INPUT FOR THIS TASK section start
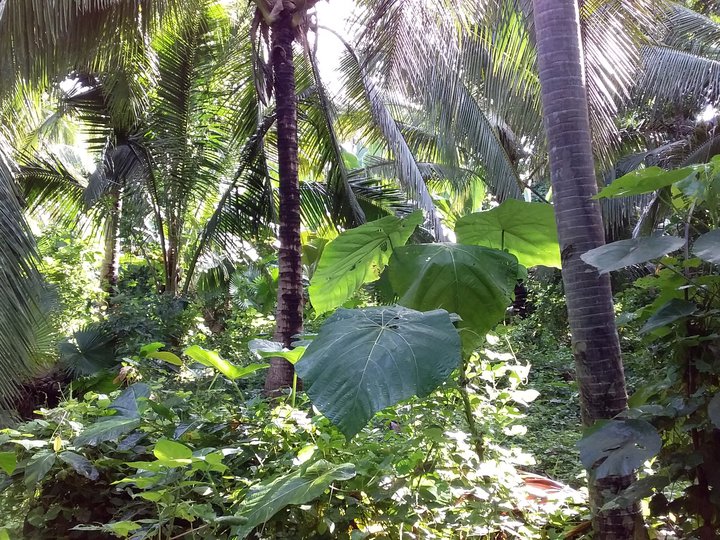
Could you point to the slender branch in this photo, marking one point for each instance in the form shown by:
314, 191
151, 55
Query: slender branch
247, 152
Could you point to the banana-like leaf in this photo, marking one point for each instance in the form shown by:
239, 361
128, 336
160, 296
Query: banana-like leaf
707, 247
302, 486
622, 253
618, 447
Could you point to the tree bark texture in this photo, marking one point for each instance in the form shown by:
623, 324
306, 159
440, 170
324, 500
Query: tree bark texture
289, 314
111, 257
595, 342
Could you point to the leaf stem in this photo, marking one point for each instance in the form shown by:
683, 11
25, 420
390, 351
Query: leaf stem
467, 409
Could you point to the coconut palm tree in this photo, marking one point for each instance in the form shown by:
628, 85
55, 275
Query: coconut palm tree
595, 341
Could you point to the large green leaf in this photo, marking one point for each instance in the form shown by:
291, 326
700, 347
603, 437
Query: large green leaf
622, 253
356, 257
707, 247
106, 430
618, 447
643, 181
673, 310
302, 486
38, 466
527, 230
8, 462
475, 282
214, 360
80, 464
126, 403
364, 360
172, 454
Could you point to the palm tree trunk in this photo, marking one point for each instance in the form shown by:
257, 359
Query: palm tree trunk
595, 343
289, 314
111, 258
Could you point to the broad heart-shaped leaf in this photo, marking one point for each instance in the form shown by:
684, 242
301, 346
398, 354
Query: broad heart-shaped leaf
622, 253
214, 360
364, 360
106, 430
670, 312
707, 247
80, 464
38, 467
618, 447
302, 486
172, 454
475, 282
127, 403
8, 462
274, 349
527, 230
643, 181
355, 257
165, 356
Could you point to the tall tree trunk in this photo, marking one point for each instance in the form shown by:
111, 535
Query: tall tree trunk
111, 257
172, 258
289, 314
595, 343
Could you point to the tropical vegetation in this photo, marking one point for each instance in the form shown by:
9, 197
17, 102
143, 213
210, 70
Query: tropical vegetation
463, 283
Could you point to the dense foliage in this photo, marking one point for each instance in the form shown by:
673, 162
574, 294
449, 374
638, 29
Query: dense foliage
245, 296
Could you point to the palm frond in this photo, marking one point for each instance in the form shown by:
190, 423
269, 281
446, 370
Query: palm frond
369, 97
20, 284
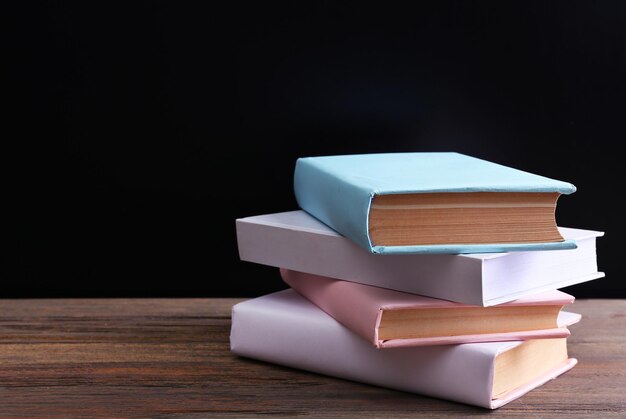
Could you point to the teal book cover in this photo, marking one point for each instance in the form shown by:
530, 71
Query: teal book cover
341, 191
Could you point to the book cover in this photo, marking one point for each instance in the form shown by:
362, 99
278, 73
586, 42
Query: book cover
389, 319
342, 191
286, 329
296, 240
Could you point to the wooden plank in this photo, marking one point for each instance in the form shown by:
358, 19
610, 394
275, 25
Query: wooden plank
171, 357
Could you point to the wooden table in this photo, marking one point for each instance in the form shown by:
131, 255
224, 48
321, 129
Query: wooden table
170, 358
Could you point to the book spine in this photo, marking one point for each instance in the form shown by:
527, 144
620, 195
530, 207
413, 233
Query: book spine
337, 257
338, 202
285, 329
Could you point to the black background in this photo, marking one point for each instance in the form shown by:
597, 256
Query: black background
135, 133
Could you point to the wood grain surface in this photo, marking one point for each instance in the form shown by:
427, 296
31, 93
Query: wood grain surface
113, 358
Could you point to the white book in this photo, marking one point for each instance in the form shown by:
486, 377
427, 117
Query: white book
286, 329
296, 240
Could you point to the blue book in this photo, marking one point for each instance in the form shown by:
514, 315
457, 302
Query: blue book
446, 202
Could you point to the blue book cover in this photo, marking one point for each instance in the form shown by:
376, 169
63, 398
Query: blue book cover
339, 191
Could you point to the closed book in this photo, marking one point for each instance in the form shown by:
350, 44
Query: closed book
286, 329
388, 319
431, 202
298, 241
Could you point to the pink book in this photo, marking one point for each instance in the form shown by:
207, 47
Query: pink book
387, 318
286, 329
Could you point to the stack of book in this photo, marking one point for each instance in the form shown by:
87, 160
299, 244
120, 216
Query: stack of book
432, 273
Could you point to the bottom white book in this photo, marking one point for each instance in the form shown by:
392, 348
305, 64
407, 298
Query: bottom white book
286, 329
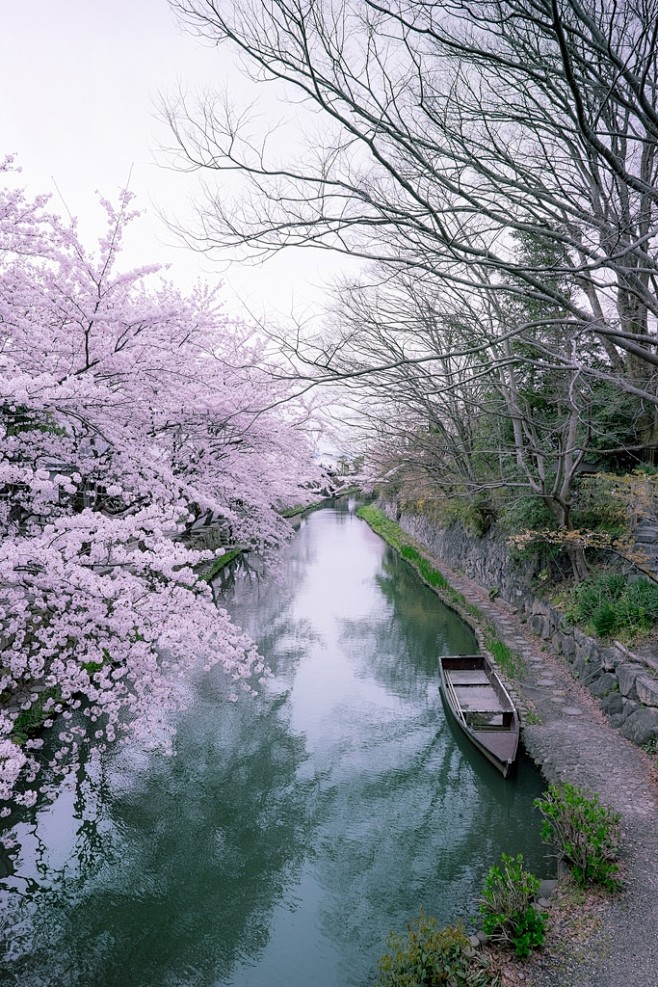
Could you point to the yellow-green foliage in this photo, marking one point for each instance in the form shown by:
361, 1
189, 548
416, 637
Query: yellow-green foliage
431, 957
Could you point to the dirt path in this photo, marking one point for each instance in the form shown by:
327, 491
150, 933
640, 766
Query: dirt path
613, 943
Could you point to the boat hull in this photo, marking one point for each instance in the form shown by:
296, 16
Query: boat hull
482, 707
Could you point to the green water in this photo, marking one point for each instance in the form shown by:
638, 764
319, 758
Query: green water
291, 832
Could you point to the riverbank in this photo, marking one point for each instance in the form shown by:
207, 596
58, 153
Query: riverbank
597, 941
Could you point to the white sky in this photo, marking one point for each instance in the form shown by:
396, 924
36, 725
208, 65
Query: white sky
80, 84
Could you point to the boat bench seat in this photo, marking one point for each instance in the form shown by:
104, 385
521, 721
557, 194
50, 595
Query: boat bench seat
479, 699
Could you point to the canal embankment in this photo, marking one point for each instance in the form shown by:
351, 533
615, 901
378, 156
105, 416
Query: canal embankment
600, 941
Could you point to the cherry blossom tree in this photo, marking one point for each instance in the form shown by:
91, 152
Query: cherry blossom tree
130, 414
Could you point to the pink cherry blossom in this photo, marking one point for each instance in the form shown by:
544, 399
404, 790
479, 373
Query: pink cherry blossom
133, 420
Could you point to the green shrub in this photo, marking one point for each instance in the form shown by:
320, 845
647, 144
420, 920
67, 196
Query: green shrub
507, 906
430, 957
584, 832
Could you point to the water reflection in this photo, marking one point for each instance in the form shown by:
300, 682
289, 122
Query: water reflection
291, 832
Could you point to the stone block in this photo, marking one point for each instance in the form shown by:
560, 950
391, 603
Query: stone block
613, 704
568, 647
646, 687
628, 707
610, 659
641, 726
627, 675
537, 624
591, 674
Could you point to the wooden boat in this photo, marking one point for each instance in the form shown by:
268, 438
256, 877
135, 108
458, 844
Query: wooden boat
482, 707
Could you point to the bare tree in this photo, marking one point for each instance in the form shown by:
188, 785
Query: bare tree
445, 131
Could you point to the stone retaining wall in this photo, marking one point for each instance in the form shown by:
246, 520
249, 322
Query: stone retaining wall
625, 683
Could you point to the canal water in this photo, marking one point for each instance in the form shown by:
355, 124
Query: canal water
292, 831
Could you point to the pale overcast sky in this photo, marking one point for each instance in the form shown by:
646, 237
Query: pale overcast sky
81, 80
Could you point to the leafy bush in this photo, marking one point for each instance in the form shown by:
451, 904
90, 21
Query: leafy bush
INPUT FOR THIS TASK section end
— WHAT TO PRODUCE —
Repeat the records above word for word, keeping no pictures in the copy.

— PROBLEM SOLUTION —
Could you point to the slender branch in this photo, marking one point for each instance in the form shown by:
314, 191
151, 55
Query: slender branch
247, 152
Could you point to the banana-like leaf in this photo, marking one point for each instance in the form shown by:
239, 361
128, 336
160, 296
Query: banana-like leaf
707, 247
302, 486
622, 253
618, 447
Could you point to the tree bark texture in this photo, marking one point for each instance in the form shown by:
623, 324
306, 159
440, 170
324, 500
Query: tree bark texture
289, 314
111, 257
595, 342
Could you point to the leaf stem in this photo, marking one point for each instance in the form shown by:
683, 11
25, 420
390, 351
Query: leaf stem
467, 409
Could you point to the coconut palm tree in this photo, marking one point for each instance in the form shown by:
628, 85
55, 275
Query: coconut palm tree
595, 341
Could you point to the large green leaf in this photo, marking one point for each instance in the form shown by:
291, 326
700, 347
603, 437
Query: large green leaf
622, 253
356, 257
707, 247
106, 430
618, 447
643, 181
673, 310
302, 486
38, 466
527, 230
8, 462
475, 282
214, 360
80, 464
126, 403
364, 360
172, 454
Could you point to the palm tree trunk in this photo, marking one point for each instance in the form shown by:
257, 359
Query: palm tree trunk
595, 343
289, 314
111, 258
Could you point to the broad heart-shaped leaf in this photo, marking one point for each instance in the form shown by:
684, 242
301, 346
398, 354
Query: broad heart-shaped leaf
622, 253
214, 360
364, 360
106, 430
670, 312
707, 247
80, 464
38, 467
618, 447
302, 486
172, 454
475, 282
127, 403
8, 462
274, 349
527, 230
643, 181
355, 257
165, 356
Could you point to the tall tree trunk in this photo, marking one point for each instance in the form shown by:
111, 535
Query: tall tree trunk
111, 257
172, 258
289, 314
595, 343
Could you point to the tropical vegetation in this photo, marking one point for each instance in the form shown by:
9, 197
17, 102
143, 213
210, 70
Query: tropical vegetation
463, 283
Could you point to the dense foliage in this photo, marking one point for each instance in the form shown by:
673, 162
574, 294
449, 374
638, 29
Query: dense foliage
245, 296
Could you point to the palm frond in this photo, marking one point for each instance in the form shown by:
190, 423
269, 281
446, 370
Query: palm frond
369, 97
20, 284
Could you point to the teal book cover in this photo, marking one point for each instance in the form shown by:
530, 71
Query: teal book cover
341, 191
Could you point to the book cover in this photo, marking one point for each instance in the form shown by:
362, 99
278, 73
586, 42
Query: book cover
389, 319
342, 191
286, 329
296, 240
Could you point to the wooden plank in this photo, marking one point for each instance in the form shown by:
358, 19
610, 394
275, 25
Query: wooden plank
171, 357
Could you point to the wooden table in this photo, marking one point for each instance in the form shown by:
131, 255
224, 48
321, 129
Query: wooden table
170, 358
Could you point to the book spine in this photo, marking one point for each instance in the form shown by:
527, 144
620, 195
530, 207
413, 233
Query: book spine
337, 257
338, 202
285, 329
Could you point to the black background in this photo, marking one point for each instance in the form shown by:
597, 256
Query: black background
135, 133
Could you point to the wood grain surface in this photo, marking one point for each instance in the form shown by:
427, 296
31, 93
Query: wood grain surface
113, 358
Could you point to the white book in this photo, marking one point for each instance in the form shown by:
486, 377
427, 117
Query: white book
286, 329
296, 240
Could you point to the blue book in this photo, marking one point for each instance in the form shown by:
514, 315
457, 302
Query: blue book
446, 202
Could you point to the blue book cover in this photo, marking one point for each instance in the form shown by:
376, 169
63, 398
Query: blue book cover
339, 191
Could you point to the closed book in this photo, marking one point for each instance in the form shown by:
350, 44
Query: closed book
286, 329
388, 319
431, 202
298, 241
Could you point to the pink book in this photo, marking one point for each instance in the form shown by:
207, 47
Query: pink book
387, 318
286, 329
Could you point to the stack of book in this photo, marking one point for each instance in the form shown by:
87, 160
299, 244
120, 216
Query: stack of book
432, 273
Could you point to the bottom white book in this photo, marking one point for each instance in the form shown by:
392, 348
305, 64
407, 298
Query: bottom white book
286, 329
Could you point to the yellow-green foliage in this photo, marking one point for each instance in the form shown by:
361, 1
189, 548
416, 637
Query: yellow-green foliage
431, 957
Could you point to the dirt path in this photo, marking one point for each instance in the form shown by:
327, 491
150, 933
640, 766
Query: dirt path
613, 943
Could you point to the boat hull in this photo, marking one point for each instance in the form shown by:
296, 16
Query: boat hull
482, 707
Could you point to the green water in this photo, marking one point for each instance in the form shown by:
638, 764
319, 758
Query: green water
291, 832
Could you point to the riverbank in this photo, marking one point for each instance in the form shown by:
207, 596
58, 153
Query: riverbank
597, 941
Could you point to the white sky in this photo, marking one point for each instance in the form shown by:
396, 924
36, 725
208, 65
Query: white sky
80, 84
Could you point to the boat bench seat in this photo, marking one point for each instance in the form shown by:
104, 385
521, 721
557, 194
50, 595
Query: boat bench seat
479, 699
Could you point to the canal embankment in this photo, marking one point for each instance in the form shown by:
351, 533
615, 901
378, 156
105, 416
Query: canal embankment
600, 941
Could you point to the cherry blossom tree in this photo, marking one point for each instance in the form shown by:
91, 152
Query: cherry blossom tree
130, 414
Could you point to the pink cherry blossom in this photo, marking one point for each instance in the form shown by:
544, 399
404, 790
479, 373
Query: pink cherry blossom
133, 420
Could you point to the green shrub in this photo, marking one point for each instance in the form shown by:
320, 845
647, 144
420, 920
67, 196
Query: green shrub
507, 906
430, 957
584, 832
Could you point to the water reflection in this photo, marking one point for each instance in the form shown by:
300, 682
289, 122
Query: water reflection
291, 832
Could you point to the stone block in this photo, marking one point for each instance in the form shown by:
560, 950
391, 603
Query: stone block
613, 704
568, 647
646, 687
628, 707
610, 659
641, 726
627, 675
537, 624
591, 674
Could you point to the wooden boat in this photo, marking one point for each instance in the form shown by:
268, 438
256, 877
135, 108
458, 844
Query: wooden boat
482, 707
Could you point to the bare tree in this photo, marking one point for each instance in the form shown by:
188, 785
Query: bare tree
445, 131
Could you point to the stone retaining wall in this photo, marking one point for each instance in the form shown by:
246, 520
249, 322
Query: stone retaining wall
625, 683
Could you point to the canal water in this photo, marking one point for each instance in the form shown by:
355, 124
Query: canal water
292, 831
Could you point to the pale overcast sky in this photo, marking one point for each instance in the form shown by:
646, 237
Query: pale overcast sky
81, 80
Could you point to the leafy bush in this photo, marking one point for each instance in the form shown by:
451, 904
90, 21
Query: leafy bush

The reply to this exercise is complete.